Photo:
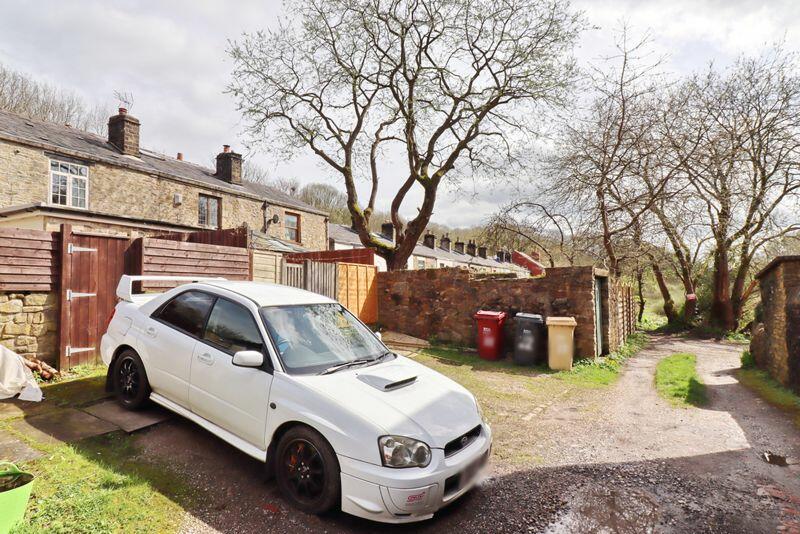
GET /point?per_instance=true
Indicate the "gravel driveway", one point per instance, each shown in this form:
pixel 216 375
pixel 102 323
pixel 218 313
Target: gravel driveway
pixel 619 459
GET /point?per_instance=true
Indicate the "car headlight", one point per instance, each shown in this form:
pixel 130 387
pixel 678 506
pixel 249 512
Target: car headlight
pixel 480 413
pixel 399 451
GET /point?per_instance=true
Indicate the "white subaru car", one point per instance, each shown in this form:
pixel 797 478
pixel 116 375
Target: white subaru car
pixel 293 379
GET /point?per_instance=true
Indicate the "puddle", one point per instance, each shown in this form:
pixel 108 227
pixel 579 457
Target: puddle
pixel 9 482
pixel 603 510
pixel 775 459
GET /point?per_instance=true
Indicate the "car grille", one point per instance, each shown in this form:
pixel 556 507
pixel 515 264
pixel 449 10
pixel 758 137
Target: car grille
pixel 460 442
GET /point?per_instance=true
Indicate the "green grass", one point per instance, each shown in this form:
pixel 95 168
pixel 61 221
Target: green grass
pixel 678 382
pixel 100 485
pixel 603 371
pixel 770 390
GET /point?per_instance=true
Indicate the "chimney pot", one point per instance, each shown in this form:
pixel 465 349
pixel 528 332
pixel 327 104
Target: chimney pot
pixel 444 243
pixel 387 231
pixel 123 132
pixel 229 166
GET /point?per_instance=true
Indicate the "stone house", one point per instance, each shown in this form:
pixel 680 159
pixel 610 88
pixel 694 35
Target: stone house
pixel 52 174
pixel 775 343
pixel 430 253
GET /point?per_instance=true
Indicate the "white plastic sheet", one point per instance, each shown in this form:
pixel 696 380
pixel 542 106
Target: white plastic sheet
pixel 16 377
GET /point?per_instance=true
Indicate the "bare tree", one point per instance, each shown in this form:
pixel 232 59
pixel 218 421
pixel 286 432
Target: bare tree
pixel 24 95
pixel 434 89
pixel 742 127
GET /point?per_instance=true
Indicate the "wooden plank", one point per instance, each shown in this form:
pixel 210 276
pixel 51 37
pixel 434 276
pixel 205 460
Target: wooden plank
pixel 29 278
pixel 38 235
pixel 18 286
pixel 28 243
pixel 163 253
pixel 16 252
pixel 28 269
pixel 198 247
pixel 64 311
pixel 29 262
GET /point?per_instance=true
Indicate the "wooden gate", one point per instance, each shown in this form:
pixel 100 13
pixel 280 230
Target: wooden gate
pixel 91 266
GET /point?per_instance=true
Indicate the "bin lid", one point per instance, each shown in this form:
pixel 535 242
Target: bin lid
pixel 486 314
pixel 561 321
pixel 532 317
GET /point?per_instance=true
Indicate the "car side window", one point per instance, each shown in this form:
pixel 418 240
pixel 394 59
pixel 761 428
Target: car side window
pixel 187 312
pixel 232 328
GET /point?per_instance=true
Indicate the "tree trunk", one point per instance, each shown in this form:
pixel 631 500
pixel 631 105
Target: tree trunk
pixel 669 304
pixel 722 314
pixel 640 288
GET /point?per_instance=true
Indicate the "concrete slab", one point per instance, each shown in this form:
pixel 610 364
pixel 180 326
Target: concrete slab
pixel 63 424
pixel 127 420
pixel 13 449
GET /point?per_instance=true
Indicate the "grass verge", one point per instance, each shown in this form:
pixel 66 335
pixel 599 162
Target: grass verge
pixel 770 390
pixel 603 371
pixel 678 382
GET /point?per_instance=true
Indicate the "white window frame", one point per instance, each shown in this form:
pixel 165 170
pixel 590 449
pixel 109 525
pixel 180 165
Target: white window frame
pixel 71 177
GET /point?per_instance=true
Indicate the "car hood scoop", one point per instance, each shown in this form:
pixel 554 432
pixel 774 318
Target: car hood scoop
pixel 389 378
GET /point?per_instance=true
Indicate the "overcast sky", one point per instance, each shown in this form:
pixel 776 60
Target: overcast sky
pixel 171 56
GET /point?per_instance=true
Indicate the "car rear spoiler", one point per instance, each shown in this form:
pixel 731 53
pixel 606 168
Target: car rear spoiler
pixel 125 286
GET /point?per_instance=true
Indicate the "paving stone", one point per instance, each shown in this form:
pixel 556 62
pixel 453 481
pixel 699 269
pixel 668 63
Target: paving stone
pixel 63 424
pixel 13 449
pixel 128 420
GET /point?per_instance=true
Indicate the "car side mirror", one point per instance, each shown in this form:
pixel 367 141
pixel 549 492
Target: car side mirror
pixel 248 358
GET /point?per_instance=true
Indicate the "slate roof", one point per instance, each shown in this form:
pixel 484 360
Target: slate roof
pixel 69 141
pixel 346 235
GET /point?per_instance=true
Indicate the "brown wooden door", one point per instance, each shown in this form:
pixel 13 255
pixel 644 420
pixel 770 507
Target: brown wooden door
pixel 91 266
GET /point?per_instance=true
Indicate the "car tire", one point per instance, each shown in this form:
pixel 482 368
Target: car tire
pixel 131 387
pixel 307 471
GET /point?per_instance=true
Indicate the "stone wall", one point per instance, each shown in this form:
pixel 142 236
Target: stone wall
pixel 126 192
pixel 29 324
pixel 439 303
pixel 776 339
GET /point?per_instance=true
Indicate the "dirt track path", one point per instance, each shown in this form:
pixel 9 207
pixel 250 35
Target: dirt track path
pixel 619 459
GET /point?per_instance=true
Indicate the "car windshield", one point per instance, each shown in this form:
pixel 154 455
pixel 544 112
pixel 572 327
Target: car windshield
pixel 315 337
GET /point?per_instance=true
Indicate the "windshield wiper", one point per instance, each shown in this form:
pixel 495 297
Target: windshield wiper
pixel 353 363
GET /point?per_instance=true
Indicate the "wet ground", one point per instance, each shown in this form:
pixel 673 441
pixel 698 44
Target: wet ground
pixel 619 459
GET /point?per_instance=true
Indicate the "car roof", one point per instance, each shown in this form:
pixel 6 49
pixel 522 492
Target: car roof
pixel 265 294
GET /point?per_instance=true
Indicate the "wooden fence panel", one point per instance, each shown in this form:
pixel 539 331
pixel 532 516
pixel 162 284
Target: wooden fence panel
pixel 358 290
pixel 266 266
pixel 176 258
pixel 29 260
pixel 321 278
pixel 293 274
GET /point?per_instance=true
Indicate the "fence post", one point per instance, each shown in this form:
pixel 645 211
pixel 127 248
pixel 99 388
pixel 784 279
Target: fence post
pixel 65 281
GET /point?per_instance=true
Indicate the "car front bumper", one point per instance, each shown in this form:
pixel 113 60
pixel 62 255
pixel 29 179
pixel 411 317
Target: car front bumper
pixel 392 495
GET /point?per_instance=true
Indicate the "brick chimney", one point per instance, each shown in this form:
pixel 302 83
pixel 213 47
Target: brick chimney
pixel 387 231
pixel 229 166
pixel 444 242
pixel 123 132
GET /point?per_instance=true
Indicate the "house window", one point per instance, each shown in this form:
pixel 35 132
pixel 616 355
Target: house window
pixel 69 184
pixel 292 225
pixel 209 213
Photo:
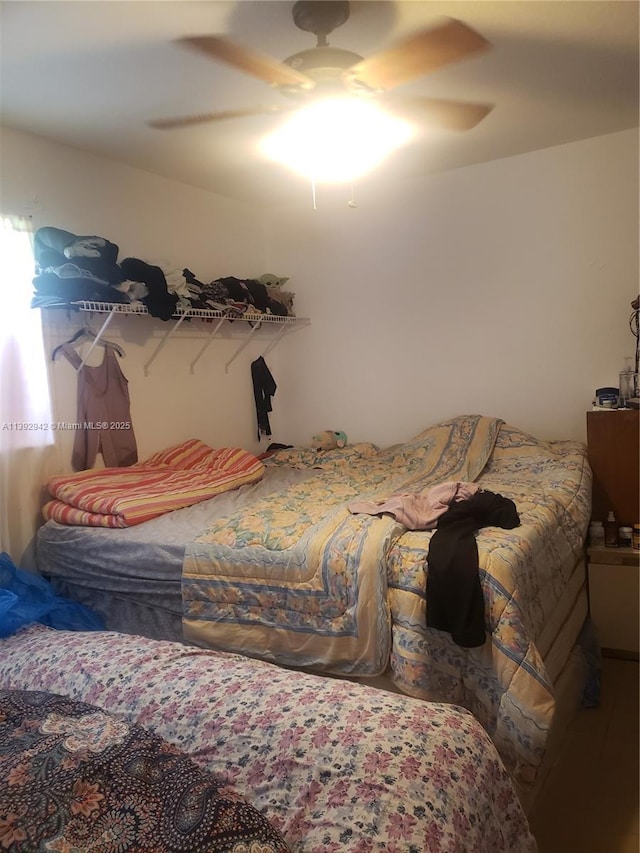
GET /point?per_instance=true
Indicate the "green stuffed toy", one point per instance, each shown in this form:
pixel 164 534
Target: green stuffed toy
pixel 329 440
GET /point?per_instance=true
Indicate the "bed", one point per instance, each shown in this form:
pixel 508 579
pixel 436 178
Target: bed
pixel 332 766
pixel 283 571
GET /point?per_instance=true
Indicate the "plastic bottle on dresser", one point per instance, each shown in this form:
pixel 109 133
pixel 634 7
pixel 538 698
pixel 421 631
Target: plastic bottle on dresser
pixel 596 533
pixel 611 531
pixel 625 535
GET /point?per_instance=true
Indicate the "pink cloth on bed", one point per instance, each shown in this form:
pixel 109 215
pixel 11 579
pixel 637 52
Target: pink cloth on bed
pixel 418 512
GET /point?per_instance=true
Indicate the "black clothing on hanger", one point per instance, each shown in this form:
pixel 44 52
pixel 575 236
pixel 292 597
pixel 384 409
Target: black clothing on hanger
pixel 264 387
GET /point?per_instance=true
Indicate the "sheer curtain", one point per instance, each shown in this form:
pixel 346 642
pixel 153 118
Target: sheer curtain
pixel 26 436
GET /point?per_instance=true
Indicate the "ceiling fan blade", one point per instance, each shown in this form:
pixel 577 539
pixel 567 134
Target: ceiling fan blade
pixel 418 54
pixel 203 118
pixel 259 65
pixel 451 115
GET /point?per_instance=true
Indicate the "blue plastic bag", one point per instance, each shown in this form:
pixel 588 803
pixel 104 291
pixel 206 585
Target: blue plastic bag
pixel 26 598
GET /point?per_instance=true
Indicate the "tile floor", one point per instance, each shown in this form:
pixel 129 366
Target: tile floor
pixel 589 803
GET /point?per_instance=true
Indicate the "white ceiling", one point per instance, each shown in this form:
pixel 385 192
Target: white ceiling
pixel 89 74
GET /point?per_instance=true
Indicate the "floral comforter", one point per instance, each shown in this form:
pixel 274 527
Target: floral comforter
pixel 297 578
pixel 334 767
pixel 76 778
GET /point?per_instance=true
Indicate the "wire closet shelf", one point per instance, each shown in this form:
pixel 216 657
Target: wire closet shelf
pixel 254 319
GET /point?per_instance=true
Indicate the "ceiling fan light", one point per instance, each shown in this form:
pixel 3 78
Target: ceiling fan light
pixel 336 140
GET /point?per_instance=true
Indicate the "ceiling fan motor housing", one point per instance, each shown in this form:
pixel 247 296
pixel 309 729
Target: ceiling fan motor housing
pixel 320 17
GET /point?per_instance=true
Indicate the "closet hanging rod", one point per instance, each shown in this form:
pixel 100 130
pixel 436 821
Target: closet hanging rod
pixel 209 339
pixel 96 340
pixel 242 346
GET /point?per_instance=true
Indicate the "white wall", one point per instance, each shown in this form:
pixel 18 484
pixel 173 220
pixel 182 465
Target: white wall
pixel 502 288
pixel 154 219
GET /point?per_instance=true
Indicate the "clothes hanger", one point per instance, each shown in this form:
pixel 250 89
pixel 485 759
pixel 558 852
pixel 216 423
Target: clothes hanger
pixel 86 334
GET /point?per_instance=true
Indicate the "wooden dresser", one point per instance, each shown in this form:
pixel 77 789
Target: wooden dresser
pixel 613 441
pixel 614 573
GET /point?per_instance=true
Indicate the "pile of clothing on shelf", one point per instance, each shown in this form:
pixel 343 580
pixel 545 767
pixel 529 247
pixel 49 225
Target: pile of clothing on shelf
pixel 71 268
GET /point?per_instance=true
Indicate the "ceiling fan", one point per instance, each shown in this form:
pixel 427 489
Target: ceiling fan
pixel 323 70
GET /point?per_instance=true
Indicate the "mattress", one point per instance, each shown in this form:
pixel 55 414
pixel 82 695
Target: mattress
pixel 132 576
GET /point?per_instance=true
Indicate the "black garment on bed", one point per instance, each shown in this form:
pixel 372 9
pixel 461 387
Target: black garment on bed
pixel 264 387
pixel 455 602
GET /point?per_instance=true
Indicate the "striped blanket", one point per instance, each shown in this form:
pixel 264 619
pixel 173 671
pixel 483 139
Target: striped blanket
pixel 170 479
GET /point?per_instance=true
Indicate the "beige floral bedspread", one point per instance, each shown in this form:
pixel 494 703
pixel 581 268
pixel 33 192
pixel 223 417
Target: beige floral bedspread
pixel 298 579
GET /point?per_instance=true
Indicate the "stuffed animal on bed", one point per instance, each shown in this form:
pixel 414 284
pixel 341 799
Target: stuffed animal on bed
pixel 329 440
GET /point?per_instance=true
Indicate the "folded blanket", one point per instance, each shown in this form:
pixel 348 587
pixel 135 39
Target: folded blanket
pixel 174 478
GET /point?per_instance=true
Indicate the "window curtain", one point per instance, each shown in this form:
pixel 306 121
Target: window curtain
pixel 27 450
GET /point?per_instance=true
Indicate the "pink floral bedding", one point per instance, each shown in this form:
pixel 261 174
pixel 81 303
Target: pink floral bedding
pixel 335 767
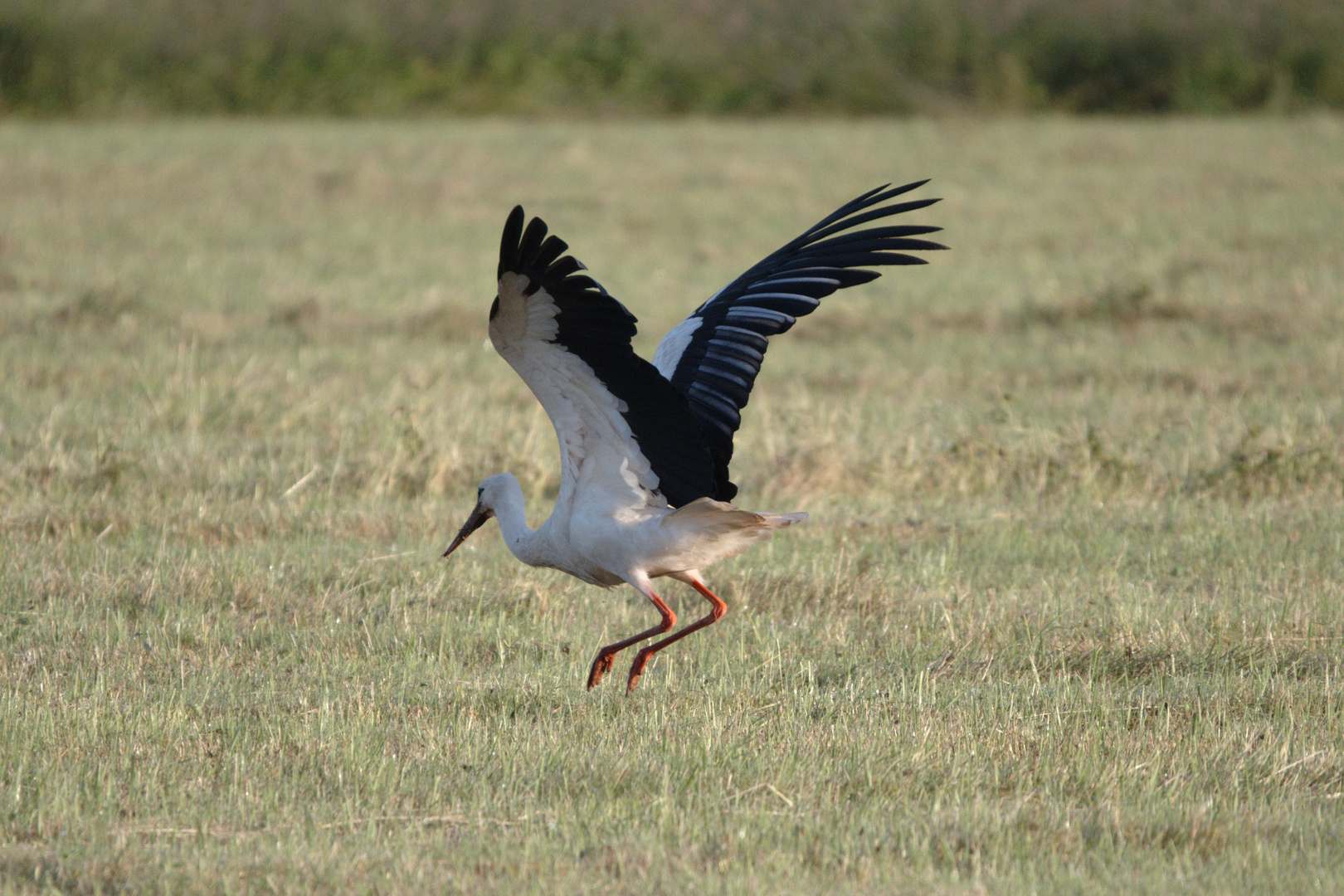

+ + + + +

**Aim of the exercise:** Extract the rows above word for word, from the very first line through the line containing "pixel 16 377", both ends included. Leave the pictures out of your answer.

**Answer to this task:**
Photo:
GET /point?per_instance=true
Indicate the "gravel driveway", one point per instance, each shown in this form:
pixel 216 375
pixel 102 323
pixel 218 313
Target: gravel driveway
pixel 619 459
GET /point?per_instance=true
Indicate the "car headlight", one point per instance, each shown in this form:
pixel 130 387
pixel 678 506
pixel 249 512
Target: car headlight
pixel 480 413
pixel 399 451
GET /point?per_instance=true
Indicate the "white subaru car", one point per instance, each shown in this form:
pixel 797 478
pixel 116 375
Target: white subaru car
pixel 293 379
GET /point?per_instance=true
Indicate the "puddle", one point per instance, each shown in this form:
pixel 108 227
pixel 579 457
Target: puddle
pixel 9 482
pixel 603 510
pixel 775 459
GET /point?per_instance=true
Indicate the "car grille", one point per instance, each shown in this form:
pixel 556 507
pixel 515 264
pixel 449 10
pixel 758 137
Target: car grille
pixel 460 442
GET /point?per_instance=true
Indicate the "green grass", one point per instance, each shown in this form:
pixel 95 168
pixel 61 221
Target: green grass
pixel 678 382
pixel 100 485
pixel 603 371
pixel 770 390
GET /point?per_instance=true
Indicate the "chimney pot", one point per instance, each shown in this form:
pixel 465 349
pixel 528 332
pixel 327 104
Target: chimney pot
pixel 444 243
pixel 387 231
pixel 123 132
pixel 229 166
GET /point?per_instance=true
Indicate the "stone house", one point per instance, each shown in this form:
pixel 680 159
pixel 610 88
pixel 694 35
Target: stone house
pixel 52 174
pixel 775 343
pixel 430 253
GET /point?per_instance=true
Indicate the "white plastic sheet", one point per instance, each shown in this form:
pixel 696 380
pixel 542 106
Target: white plastic sheet
pixel 16 377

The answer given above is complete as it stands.